[[ GIVEN INFORMATION, beginning ]]

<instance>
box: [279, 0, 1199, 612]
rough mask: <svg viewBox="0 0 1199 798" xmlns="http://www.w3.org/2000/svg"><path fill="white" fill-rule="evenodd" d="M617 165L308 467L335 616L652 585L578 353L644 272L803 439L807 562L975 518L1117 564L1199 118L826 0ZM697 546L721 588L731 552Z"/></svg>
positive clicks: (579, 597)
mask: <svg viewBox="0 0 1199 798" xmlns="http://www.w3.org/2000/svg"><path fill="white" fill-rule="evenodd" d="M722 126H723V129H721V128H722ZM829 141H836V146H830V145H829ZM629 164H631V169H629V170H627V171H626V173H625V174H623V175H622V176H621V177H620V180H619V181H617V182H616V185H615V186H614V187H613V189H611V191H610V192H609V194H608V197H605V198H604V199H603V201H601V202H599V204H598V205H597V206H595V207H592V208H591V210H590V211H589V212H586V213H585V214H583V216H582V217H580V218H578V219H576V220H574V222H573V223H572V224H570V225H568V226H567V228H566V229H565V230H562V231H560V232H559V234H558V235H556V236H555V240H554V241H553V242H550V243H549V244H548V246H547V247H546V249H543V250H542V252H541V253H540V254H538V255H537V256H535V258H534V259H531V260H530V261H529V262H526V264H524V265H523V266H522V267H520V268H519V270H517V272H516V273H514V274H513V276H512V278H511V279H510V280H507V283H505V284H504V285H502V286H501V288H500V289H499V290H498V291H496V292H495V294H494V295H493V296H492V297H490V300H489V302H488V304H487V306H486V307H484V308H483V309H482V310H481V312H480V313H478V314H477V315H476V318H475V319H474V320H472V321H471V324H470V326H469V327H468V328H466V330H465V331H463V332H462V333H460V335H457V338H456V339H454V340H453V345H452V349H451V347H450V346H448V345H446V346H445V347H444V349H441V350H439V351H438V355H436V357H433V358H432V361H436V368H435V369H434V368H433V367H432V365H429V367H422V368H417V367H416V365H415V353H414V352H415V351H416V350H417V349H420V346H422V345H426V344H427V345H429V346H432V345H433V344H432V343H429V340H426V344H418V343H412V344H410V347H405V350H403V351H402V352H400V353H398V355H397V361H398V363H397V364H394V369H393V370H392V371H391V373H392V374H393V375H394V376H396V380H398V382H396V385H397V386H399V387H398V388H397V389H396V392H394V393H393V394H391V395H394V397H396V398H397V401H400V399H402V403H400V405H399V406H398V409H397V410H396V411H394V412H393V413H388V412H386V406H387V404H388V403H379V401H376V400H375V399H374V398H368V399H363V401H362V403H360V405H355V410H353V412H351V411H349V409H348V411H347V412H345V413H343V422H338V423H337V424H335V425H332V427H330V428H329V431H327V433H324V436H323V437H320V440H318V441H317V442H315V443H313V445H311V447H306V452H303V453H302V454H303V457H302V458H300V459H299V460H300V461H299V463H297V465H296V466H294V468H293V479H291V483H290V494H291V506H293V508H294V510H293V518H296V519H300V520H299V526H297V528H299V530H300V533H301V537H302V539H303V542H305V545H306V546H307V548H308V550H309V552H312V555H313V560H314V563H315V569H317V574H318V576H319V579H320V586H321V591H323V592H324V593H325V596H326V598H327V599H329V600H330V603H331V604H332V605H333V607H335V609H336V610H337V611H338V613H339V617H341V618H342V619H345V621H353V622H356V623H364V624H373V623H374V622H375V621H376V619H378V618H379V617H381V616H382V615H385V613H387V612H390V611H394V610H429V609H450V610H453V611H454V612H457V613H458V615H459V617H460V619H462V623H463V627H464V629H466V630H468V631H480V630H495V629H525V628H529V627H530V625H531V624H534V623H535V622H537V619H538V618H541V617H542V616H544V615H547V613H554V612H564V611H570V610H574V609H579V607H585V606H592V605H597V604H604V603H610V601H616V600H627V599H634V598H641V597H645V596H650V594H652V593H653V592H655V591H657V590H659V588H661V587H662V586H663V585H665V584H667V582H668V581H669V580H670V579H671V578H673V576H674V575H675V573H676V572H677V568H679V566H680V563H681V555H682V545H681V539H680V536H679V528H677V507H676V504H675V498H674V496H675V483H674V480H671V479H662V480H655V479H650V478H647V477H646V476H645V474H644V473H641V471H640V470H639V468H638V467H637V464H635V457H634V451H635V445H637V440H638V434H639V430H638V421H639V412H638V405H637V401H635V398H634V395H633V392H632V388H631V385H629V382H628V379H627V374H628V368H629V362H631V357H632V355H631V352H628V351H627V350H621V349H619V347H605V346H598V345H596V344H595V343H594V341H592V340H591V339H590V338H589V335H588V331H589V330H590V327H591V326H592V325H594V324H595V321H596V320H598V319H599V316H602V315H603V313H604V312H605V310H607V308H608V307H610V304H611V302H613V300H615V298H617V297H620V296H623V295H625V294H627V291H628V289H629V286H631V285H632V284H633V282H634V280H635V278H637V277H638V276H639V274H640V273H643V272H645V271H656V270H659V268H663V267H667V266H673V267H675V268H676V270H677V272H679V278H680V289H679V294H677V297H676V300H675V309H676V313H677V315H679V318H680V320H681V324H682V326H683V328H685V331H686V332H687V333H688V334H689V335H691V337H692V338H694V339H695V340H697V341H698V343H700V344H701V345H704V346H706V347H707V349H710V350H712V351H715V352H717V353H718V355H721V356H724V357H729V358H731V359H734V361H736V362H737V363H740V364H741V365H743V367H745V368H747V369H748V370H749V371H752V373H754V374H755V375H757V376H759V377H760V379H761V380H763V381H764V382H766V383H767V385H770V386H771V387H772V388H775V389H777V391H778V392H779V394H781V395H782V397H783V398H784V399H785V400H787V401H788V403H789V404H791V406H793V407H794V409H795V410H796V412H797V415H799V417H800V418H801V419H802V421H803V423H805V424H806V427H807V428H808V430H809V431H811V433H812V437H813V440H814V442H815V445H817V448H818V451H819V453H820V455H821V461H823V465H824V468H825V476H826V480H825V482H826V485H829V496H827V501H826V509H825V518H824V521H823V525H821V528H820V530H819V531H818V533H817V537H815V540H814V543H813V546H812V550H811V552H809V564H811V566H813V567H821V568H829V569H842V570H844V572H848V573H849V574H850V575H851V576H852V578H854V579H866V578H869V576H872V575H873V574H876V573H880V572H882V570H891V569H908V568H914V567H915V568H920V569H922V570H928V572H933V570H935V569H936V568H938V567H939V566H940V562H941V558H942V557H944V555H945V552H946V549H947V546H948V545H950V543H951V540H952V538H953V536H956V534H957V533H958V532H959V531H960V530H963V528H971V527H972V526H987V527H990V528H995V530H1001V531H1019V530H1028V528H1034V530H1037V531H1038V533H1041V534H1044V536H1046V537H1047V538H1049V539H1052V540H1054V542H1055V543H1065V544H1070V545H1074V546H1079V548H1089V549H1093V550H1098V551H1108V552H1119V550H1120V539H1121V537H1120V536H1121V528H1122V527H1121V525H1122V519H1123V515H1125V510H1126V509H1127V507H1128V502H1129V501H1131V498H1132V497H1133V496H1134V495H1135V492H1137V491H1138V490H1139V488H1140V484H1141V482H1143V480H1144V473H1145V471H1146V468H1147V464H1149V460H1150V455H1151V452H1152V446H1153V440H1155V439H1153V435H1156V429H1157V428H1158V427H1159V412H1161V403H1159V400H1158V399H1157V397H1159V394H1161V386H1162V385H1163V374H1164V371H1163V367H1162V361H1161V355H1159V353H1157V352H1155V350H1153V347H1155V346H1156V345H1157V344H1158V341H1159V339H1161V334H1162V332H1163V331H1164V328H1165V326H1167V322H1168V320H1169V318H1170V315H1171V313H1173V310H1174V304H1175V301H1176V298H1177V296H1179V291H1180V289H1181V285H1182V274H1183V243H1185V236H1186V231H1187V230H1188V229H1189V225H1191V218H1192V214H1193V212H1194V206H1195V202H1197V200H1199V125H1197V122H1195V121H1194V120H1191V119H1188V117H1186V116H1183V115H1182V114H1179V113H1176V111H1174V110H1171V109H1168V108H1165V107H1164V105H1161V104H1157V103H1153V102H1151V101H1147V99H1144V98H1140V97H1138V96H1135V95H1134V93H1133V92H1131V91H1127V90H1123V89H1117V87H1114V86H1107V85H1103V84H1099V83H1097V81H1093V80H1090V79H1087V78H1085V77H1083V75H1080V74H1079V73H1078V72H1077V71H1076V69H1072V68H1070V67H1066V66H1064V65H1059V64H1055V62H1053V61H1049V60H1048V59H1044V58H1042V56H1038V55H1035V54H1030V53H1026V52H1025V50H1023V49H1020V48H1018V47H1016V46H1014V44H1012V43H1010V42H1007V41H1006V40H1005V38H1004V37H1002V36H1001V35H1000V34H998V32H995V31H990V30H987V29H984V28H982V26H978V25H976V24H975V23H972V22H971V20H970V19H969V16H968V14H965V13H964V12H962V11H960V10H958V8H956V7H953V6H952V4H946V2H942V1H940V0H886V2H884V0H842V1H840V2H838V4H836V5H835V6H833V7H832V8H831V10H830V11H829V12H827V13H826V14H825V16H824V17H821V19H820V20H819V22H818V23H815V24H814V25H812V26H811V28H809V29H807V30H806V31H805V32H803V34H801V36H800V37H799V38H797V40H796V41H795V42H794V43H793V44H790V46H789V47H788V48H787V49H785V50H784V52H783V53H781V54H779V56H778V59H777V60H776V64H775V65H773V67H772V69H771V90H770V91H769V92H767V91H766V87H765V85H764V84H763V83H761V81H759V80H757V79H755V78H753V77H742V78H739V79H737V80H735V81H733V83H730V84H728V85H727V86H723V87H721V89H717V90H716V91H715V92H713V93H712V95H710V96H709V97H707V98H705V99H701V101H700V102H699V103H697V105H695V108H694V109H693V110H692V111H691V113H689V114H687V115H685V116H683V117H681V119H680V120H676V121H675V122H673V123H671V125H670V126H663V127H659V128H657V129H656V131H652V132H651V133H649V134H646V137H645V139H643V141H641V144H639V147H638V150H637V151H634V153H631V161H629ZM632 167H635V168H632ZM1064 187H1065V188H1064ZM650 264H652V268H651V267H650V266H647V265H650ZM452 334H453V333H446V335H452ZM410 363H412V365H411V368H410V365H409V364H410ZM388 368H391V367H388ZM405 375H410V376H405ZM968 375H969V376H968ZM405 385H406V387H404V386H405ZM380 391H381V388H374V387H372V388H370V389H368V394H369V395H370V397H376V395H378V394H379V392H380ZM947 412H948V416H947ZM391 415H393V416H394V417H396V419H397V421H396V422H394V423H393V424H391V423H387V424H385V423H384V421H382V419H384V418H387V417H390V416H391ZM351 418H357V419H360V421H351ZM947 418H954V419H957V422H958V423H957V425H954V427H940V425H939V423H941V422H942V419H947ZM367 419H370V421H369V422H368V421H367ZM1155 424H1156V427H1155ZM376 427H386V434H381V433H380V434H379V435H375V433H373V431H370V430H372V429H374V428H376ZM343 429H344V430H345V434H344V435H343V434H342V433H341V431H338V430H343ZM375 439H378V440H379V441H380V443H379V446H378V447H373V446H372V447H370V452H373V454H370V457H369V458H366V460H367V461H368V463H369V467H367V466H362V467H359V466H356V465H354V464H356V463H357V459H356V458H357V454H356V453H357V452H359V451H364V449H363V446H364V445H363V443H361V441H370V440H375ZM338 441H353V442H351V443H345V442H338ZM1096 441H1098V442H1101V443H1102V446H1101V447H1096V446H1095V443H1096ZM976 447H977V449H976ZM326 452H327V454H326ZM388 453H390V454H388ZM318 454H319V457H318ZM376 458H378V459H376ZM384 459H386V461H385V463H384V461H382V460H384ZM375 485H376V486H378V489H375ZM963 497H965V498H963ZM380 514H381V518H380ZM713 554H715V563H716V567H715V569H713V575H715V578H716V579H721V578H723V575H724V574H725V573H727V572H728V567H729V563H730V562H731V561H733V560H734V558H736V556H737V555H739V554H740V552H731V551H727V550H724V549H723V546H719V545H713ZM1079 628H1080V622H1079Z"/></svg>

[[ GIVEN INFORMATION, end ]]

Can you reproduce, word for word, the lines starting at the very beginning of the entries and ending at the line containing "positive clicks: (579, 597)", including both the first line and that line?

OUTPUT FOR THIS TASK:
<instance>
box: [279, 0, 1199, 612]
rough mask: <svg viewBox="0 0 1199 798" xmlns="http://www.w3.org/2000/svg"><path fill="white" fill-rule="evenodd" d="M617 165L308 467L335 616L652 585L578 353L644 272L803 439L807 562L975 518L1117 564L1199 118L826 0ZM697 546L721 588L731 552Z"/></svg>
positive clicks: (579, 597)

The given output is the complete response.